[Box-labeled dataset extracts]
^^^^^^^^^^^^^^^^
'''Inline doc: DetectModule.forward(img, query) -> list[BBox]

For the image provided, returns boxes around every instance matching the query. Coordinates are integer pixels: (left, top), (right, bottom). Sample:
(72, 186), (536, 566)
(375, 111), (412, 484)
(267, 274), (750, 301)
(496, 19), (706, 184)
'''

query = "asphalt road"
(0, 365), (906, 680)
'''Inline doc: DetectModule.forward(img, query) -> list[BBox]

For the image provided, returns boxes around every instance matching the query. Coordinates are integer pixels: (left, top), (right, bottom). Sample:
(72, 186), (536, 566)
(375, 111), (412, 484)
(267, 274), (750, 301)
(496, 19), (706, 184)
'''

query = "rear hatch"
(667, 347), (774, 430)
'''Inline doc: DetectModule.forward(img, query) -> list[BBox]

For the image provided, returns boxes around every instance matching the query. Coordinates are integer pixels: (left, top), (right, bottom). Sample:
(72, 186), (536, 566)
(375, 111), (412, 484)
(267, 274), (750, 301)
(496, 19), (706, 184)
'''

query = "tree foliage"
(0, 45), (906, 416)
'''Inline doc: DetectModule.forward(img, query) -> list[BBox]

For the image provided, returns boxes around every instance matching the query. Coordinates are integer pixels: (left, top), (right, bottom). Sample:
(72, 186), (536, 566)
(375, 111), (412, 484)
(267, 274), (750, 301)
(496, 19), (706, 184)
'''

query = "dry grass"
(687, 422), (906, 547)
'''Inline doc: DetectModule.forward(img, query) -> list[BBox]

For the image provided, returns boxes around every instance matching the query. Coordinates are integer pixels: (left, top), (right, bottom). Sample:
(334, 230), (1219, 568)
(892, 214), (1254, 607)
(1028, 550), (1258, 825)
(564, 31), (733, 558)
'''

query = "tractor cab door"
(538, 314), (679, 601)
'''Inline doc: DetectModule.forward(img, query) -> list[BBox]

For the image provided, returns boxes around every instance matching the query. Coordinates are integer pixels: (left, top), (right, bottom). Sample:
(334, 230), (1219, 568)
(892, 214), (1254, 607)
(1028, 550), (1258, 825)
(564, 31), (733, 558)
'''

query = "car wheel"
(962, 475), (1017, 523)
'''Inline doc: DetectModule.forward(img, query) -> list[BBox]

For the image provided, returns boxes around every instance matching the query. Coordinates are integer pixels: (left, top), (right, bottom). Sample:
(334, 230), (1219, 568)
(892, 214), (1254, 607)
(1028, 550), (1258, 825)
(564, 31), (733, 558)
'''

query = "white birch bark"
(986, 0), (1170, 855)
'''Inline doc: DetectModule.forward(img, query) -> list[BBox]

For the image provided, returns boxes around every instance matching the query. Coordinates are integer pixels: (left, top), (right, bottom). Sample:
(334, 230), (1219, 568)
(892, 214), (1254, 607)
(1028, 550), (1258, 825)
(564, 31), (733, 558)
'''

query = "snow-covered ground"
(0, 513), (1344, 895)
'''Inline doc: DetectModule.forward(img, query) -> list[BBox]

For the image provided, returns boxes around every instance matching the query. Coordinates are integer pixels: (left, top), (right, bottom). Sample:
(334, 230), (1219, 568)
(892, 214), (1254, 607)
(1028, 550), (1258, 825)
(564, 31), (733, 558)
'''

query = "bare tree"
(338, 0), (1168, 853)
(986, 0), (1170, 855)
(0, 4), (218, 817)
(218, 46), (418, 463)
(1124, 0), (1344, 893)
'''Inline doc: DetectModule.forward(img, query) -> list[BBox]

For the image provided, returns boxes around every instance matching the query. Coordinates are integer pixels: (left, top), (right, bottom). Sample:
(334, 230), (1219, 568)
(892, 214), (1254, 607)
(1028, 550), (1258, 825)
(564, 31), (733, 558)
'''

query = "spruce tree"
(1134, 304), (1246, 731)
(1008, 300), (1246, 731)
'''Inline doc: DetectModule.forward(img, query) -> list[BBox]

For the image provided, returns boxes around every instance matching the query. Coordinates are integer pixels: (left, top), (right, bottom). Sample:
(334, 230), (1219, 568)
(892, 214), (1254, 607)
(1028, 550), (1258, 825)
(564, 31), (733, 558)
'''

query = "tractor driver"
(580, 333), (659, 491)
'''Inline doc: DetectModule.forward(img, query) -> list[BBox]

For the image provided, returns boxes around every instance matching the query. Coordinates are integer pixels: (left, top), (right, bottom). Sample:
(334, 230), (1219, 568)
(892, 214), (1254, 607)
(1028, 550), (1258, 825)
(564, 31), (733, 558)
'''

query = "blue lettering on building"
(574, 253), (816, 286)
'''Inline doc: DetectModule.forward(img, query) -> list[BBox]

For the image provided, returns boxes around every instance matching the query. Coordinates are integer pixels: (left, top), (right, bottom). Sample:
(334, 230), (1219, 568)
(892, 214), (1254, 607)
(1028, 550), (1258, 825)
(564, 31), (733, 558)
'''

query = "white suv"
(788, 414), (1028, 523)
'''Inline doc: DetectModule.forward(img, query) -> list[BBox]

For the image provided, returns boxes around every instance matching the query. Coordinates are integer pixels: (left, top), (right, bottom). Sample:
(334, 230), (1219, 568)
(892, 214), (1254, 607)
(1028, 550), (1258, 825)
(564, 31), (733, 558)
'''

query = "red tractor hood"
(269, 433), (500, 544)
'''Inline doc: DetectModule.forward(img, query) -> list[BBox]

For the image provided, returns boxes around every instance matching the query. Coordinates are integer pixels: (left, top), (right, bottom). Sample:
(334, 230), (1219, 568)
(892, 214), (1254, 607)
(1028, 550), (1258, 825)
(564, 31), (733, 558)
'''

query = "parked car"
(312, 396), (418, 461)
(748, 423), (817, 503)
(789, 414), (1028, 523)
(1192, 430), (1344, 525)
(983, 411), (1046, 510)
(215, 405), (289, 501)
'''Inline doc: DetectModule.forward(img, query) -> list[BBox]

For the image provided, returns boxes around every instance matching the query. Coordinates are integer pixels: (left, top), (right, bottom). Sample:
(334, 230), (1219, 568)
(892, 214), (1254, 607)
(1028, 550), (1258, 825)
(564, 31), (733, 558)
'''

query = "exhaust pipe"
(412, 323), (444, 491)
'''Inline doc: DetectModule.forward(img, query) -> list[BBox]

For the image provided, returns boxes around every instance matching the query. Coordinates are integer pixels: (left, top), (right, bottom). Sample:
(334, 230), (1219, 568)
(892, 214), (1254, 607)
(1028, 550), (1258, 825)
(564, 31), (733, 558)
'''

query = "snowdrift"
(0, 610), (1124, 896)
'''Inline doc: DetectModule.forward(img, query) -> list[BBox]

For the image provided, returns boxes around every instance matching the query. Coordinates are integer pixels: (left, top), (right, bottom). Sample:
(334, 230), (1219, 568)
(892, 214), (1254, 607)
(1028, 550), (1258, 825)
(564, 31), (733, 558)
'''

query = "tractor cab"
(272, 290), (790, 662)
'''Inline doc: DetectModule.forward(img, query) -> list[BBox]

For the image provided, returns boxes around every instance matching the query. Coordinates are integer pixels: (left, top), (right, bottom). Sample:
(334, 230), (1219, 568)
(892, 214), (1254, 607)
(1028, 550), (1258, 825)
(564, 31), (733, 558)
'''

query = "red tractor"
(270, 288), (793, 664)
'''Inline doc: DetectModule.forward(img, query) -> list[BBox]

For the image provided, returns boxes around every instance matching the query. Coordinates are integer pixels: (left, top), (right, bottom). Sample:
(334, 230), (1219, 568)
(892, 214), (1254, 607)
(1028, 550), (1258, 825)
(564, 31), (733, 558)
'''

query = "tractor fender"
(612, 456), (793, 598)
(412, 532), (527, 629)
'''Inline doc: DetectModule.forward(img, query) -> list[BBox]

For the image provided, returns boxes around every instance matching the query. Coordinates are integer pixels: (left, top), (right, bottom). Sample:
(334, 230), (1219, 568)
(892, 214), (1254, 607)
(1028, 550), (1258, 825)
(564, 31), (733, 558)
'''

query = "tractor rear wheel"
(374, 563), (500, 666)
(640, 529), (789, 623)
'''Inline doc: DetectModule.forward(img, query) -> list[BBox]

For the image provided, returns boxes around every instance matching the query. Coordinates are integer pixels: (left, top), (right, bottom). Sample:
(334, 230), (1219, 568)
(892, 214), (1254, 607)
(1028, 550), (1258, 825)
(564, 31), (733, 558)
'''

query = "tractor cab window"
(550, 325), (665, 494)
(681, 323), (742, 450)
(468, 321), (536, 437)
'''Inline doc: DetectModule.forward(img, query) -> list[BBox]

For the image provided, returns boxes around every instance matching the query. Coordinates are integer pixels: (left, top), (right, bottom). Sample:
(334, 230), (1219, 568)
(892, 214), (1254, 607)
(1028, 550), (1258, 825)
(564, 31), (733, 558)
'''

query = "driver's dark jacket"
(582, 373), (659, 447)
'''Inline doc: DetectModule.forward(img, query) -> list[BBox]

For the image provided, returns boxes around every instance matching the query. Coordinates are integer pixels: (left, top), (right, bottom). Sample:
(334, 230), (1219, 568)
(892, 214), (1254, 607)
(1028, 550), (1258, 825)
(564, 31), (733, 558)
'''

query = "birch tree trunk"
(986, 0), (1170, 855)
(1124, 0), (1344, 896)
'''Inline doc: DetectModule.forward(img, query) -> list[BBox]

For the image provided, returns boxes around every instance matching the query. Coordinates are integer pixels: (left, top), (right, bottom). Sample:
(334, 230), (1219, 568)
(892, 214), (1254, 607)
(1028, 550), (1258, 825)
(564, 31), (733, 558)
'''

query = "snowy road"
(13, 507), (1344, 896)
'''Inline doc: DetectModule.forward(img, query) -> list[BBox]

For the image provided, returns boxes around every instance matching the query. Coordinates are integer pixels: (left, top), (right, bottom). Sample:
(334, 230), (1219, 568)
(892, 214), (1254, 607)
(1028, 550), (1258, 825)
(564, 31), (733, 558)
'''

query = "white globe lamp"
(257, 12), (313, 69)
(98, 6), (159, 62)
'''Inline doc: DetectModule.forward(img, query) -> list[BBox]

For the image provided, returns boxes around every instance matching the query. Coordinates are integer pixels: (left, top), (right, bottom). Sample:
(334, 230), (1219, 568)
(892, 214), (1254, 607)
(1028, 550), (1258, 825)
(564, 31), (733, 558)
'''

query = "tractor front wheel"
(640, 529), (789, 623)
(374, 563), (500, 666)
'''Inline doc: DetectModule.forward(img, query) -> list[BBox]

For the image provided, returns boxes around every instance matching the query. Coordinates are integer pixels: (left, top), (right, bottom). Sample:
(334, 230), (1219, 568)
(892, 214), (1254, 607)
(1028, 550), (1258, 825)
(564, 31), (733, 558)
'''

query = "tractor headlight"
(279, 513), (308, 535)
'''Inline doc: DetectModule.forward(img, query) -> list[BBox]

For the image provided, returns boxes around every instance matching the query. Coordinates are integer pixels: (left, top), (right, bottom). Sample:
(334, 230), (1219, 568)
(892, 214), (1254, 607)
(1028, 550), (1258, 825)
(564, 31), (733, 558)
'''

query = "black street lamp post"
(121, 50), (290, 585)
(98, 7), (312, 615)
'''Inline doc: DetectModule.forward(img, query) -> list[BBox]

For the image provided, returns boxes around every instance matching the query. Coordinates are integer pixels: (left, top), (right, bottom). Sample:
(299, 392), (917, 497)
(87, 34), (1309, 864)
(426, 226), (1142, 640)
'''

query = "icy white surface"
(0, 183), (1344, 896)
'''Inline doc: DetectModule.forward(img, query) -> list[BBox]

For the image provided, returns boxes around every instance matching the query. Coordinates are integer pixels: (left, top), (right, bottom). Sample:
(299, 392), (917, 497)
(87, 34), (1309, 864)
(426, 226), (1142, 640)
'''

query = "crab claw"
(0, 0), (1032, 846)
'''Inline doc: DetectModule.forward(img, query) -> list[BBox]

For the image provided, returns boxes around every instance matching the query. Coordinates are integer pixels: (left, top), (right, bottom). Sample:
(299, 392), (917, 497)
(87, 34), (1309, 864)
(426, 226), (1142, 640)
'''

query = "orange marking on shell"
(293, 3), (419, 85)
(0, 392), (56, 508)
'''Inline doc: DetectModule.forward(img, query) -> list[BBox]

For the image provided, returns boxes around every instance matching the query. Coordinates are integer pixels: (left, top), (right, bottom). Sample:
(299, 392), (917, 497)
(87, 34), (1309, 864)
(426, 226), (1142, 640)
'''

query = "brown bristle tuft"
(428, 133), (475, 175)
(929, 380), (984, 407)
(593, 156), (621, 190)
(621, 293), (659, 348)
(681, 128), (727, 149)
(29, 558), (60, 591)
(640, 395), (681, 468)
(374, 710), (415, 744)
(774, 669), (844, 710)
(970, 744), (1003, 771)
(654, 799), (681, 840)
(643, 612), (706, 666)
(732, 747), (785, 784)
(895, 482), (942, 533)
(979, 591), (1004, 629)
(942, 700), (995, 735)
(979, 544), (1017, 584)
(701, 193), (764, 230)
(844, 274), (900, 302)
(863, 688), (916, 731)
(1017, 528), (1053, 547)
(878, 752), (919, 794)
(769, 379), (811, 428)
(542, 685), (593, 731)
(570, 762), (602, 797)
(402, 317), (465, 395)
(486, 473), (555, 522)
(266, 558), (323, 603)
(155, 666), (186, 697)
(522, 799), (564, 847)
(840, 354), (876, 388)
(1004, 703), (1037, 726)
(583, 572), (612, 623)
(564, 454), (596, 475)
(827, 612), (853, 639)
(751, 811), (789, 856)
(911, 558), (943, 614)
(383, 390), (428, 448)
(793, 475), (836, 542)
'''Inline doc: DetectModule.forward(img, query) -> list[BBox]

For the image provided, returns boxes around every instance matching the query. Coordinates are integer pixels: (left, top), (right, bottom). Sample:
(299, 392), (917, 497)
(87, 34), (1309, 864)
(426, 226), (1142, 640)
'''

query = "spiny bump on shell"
^^^^^^^^^^^^^^^^
Give the stretch of the listing from its start through the line containing "(0, 365), (906, 680)" again, swapping "asphalt road" for "paved road" and leaving everything else unchanged.

- **RESPONSE BELOW**:
'''Inline doc: DetectModule.forward(img, query) -> list[BBox]

For the image provided, returns boxes around every instance matching the query. Coordinates are integer pixels: (left, top), (right, bottom). Sample:
(72, 186), (536, 566)
(375, 111), (412, 484)
(267, 274), (750, 301)
(496, 19), (706, 184)
'''

query = "paved road"
(0, 365), (906, 680)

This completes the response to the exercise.